Substitute "Do you see" for every "Can you find" in the lines below, and copy everything else unchanged.

-- START --

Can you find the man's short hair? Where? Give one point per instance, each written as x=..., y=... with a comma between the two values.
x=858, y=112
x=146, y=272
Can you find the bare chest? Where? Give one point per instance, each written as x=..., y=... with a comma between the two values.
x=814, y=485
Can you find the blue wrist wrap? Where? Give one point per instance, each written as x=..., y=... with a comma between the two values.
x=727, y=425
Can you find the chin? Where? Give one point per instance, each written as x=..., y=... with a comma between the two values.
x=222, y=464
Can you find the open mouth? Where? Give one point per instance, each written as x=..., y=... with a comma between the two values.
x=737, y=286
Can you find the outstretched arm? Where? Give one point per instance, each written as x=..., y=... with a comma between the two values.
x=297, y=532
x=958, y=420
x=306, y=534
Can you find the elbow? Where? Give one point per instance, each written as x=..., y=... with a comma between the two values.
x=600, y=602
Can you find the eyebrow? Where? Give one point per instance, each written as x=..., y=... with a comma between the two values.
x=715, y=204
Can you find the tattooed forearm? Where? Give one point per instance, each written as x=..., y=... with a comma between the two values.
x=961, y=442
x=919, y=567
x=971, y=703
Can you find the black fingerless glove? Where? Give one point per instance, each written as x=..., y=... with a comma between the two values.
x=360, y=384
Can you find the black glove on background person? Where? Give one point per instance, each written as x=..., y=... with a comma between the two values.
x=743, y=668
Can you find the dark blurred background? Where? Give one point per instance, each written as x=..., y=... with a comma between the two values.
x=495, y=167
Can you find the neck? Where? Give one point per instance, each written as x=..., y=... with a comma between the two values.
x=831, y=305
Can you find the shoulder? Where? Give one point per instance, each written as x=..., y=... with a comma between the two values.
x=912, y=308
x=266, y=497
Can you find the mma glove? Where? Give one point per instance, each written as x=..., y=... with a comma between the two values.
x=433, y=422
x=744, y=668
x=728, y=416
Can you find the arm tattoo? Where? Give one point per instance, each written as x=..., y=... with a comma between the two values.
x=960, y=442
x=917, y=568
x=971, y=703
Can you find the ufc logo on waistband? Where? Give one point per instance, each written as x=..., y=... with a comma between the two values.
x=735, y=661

-- END --

Final result →
Do you see the man's short hair? Where? Give one point per instance, each written as x=..., y=... with a comma between the two values.
x=858, y=112
x=146, y=272
Do you see the bare chest? Where? Give one point per instance, each written as x=..., y=... with a comma between the two values.
x=814, y=485
Do you see the blue wrist wrap? Where? Give one point per instance, each written as x=..., y=... with a comma between the two values.
x=727, y=425
Do you see the chin? Where? Give one point per instance, each written as x=..., y=... with a comma between the two values.
x=222, y=464
Do you see the open mouth? Where? Give one point per instance, each written as x=..., y=... with a comma between the two values.
x=737, y=286
Do you see the outstretched arm? Where? Give one point per instance, each written as x=..., y=... with a comma between the two values.
x=297, y=532
x=958, y=420
x=306, y=534
Do you see the elbow? Where? Give one point per instance, each written as x=..., y=... with a comma between the two values.
x=600, y=602
Do you see the eyebrow? Where? Give one point per instance, each written as x=..., y=... with a comma between the two values.
x=715, y=204
Do you see the tattooed forearm? Where? Give one point per instance, each written as x=..., y=... with a comma between the two values.
x=961, y=442
x=919, y=567
x=971, y=703
Do you see the black fingerless glove? Where? Give one point per instance, each written as x=..., y=... with a comma between the two values.
x=360, y=384
Do you see the black glove on background person? Where? Give one point per instance, each written as x=..., y=... with a comma between the two values.
x=743, y=668
Do you see the dark blurred background? Where? Give one point per instance, each written as x=..., y=... with a comma between the two values.
x=495, y=167
Do you see the neck? Where? Give one point per instance, each written as x=..., y=... with a comma between the two values.
x=831, y=305
Do you see the shoulder? Where? Give one point per instance, each written as x=..., y=... with a comma between the two values.
x=912, y=308
x=266, y=497
Do you see the mma glove? Where? Give one point per instance, each written as x=..., y=... with a comma between the two values.
x=433, y=422
x=744, y=668
x=728, y=416
Do you see the arm tattoo? Where? Give one point per instance, each written as x=..., y=... with a comma between the two values.
x=960, y=442
x=917, y=568
x=971, y=703
Do you see the ufc logo on waistband? Where? Give one point per instance, each written as x=..., y=... with a comma between the two values.
x=735, y=661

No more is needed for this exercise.